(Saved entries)
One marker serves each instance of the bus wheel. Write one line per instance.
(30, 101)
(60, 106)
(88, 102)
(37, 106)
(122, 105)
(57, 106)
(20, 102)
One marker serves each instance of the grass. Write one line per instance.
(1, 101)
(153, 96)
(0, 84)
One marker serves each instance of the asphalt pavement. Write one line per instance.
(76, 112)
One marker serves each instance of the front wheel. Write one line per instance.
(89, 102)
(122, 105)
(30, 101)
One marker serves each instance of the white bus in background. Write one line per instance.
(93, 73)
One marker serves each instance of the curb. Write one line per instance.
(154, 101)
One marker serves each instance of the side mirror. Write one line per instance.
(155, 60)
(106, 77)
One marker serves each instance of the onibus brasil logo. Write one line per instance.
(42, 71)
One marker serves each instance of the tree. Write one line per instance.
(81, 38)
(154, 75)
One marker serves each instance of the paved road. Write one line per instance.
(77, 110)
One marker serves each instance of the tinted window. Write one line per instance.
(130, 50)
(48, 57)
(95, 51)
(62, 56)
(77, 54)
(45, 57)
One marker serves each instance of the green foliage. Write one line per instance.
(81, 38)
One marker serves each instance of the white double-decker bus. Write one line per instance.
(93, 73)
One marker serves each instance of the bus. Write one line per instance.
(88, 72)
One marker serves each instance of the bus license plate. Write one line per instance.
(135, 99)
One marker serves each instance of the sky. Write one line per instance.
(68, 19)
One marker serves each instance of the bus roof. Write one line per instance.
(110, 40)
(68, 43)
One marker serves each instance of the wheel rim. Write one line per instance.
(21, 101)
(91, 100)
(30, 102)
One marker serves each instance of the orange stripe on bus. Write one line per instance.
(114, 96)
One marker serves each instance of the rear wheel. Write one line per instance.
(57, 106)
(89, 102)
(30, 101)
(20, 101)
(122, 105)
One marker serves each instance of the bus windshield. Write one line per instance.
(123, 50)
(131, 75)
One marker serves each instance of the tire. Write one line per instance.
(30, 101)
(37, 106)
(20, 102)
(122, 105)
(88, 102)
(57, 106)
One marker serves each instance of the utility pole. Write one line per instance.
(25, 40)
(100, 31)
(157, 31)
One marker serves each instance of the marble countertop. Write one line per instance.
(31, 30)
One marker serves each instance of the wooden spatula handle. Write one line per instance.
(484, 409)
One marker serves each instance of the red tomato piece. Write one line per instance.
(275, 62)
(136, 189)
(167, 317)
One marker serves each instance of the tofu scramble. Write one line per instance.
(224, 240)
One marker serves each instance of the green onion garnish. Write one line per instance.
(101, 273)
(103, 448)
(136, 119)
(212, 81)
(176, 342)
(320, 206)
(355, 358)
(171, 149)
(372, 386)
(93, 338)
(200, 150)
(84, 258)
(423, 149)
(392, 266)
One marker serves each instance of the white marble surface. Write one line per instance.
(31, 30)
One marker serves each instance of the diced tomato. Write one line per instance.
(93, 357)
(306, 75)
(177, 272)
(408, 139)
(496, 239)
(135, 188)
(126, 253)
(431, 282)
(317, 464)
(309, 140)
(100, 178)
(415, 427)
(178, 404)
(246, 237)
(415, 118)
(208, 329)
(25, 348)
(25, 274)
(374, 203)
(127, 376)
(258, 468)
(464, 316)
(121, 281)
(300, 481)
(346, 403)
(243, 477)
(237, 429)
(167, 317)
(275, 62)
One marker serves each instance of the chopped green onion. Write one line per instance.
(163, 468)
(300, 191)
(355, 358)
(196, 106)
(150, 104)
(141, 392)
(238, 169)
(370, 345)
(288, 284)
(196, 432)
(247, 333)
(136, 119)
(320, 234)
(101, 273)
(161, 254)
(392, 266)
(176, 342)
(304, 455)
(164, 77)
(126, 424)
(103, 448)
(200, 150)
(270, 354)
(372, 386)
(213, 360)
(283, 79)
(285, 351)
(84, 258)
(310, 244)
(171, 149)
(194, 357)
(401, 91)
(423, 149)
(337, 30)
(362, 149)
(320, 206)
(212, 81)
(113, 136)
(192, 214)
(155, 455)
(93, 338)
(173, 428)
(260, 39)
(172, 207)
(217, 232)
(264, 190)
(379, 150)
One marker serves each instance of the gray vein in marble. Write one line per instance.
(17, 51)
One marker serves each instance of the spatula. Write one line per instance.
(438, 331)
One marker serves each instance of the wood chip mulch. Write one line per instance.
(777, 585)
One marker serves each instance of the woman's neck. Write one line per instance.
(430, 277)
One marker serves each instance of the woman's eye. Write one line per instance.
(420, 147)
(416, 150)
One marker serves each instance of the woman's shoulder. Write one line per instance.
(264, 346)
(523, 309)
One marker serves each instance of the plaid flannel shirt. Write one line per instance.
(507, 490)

_Exercise details_.
Write the data out again. Match it word for word.

_Answer to this task_.
One marker serves each instance of the bus wheel. Write one line per instance.
(30, 101)
(60, 106)
(88, 102)
(37, 106)
(122, 105)
(57, 106)
(20, 102)
One marker serves each instance of the grass. Write one line per instance.
(1, 101)
(153, 96)
(0, 84)
One marker serves each instance of the asphalt pavement. Write one line per instance.
(76, 112)
One marker serves each instance of the front wheel. Write one line per instance.
(89, 102)
(122, 105)
(30, 101)
One marker serves each instance of the white bus in background. Write one line per instance.
(93, 73)
One marker serves each instance of the curb. Write one line per instance.
(154, 101)
One marker serves each instance of the side mirror. Write one line per instance.
(155, 60)
(106, 77)
One marker serves each instance of the onibus brasil logo. Write one line per instance.
(42, 71)
One marker serves each instance of the tree. Write one line per instance.
(81, 38)
(154, 75)
One marker serves each instance of the paved road. Write one line per instance.
(77, 110)
One marker serves each instance of the tinted window. Write one line per instance.
(130, 50)
(48, 57)
(95, 51)
(62, 56)
(77, 54)
(45, 57)
One marker serves each instance of the green foliage. Write one line per instance.
(81, 38)
One marker serves each instance of the white double-decker bus. Write one line per instance.
(93, 73)
One marker serves each instance of the bus. Write one line per instance.
(88, 72)
One marker serves each instance of the bus license plate. Write one line per instance.
(135, 99)
One marker serves each instance of the sky. Write one line per instance.
(68, 19)
One marker serves each instance of the bus roof. Write one line per instance.
(110, 40)
(68, 43)
One marker serves each instance of the wheel rim. Write one line per instance.
(21, 101)
(91, 100)
(30, 102)
One marker serves each instance of the orange stripe on bus. Write one line per instance.
(114, 96)
One marker serves each instance of the rear wheel. Write one line per instance.
(57, 106)
(89, 102)
(30, 101)
(20, 101)
(122, 105)
One marker serves each instance of the bus windshield. Write one line per instance.
(123, 50)
(131, 75)
One marker serves each instance of the tire. Write one line per instance.
(30, 101)
(37, 106)
(20, 102)
(122, 105)
(88, 102)
(57, 106)
One marker serves each instance of the utility pole. Write one line per instance.
(25, 40)
(100, 31)
(157, 31)
One marker serves each instance of the marble countertop. Write one line per instance.
(31, 30)
One marker serves each instance of the wooden spatula handle. Write one line per instance.
(484, 409)
One marker serves each instance of the red tomato piece. Write one line per instance.
(275, 62)
(136, 189)
(167, 317)
One marker serves each instance of the tofu scramble. Write one line per instance.
(224, 240)
One marker serves each instance of the green onion garnish. Write one line per instance.
(101, 273)
(103, 448)
(136, 119)
(212, 81)
(176, 342)
(320, 206)
(355, 358)
(171, 149)
(372, 386)
(93, 338)
(200, 150)
(84, 258)
(423, 149)
(392, 266)
One marker serves each instance of the white marble surface. Write one line per instance.
(31, 30)
One marker serves each instance of the diced tomato. Write one line per instance.
(93, 357)
(306, 75)
(177, 272)
(408, 139)
(496, 239)
(135, 188)
(126, 253)
(431, 282)
(317, 464)
(309, 140)
(100, 178)
(415, 427)
(178, 404)
(246, 237)
(415, 118)
(208, 329)
(25, 348)
(25, 274)
(374, 203)
(127, 376)
(258, 468)
(464, 316)
(121, 281)
(300, 481)
(346, 403)
(243, 477)
(237, 429)
(167, 317)
(275, 62)
One marker serves each instance of the chopped green onion. Write one line per instance.
(163, 468)
(300, 191)
(355, 358)
(196, 106)
(150, 104)
(141, 392)
(238, 169)
(370, 345)
(288, 284)
(196, 432)
(247, 333)
(136, 119)
(320, 234)
(101, 273)
(161, 254)
(392, 266)
(176, 342)
(304, 455)
(164, 77)
(126, 424)
(103, 448)
(200, 150)
(270, 354)
(372, 386)
(213, 360)
(283, 79)
(285, 351)
(84, 258)
(310, 244)
(171, 149)
(194, 357)
(401, 91)
(423, 149)
(337, 30)
(362, 149)
(320, 206)
(212, 81)
(113, 136)
(192, 214)
(155, 455)
(93, 338)
(173, 428)
(260, 39)
(172, 207)
(217, 232)
(264, 190)
(379, 150)
One marker serves each instance of the gray vein in marble. Write one line per instance.
(17, 51)
One marker serves each instance of the spatula. Write one line per instance.
(438, 331)
One marker serves each instance of the wood chip mulch. Write one line per instance.
(777, 585)
One marker serves each instance of the woman's neck. Write one line per instance.
(430, 277)
One marker serves each instance of the woman's eye. Write one line per instance.
(420, 147)
(416, 150)
One marker serves each instance of the woman's shoulder. Write one line per instance.
(264, 346)
(523, 309)
One marker serves each instance of the plaid flannel shirt. Write one line per instance.
(507, 490)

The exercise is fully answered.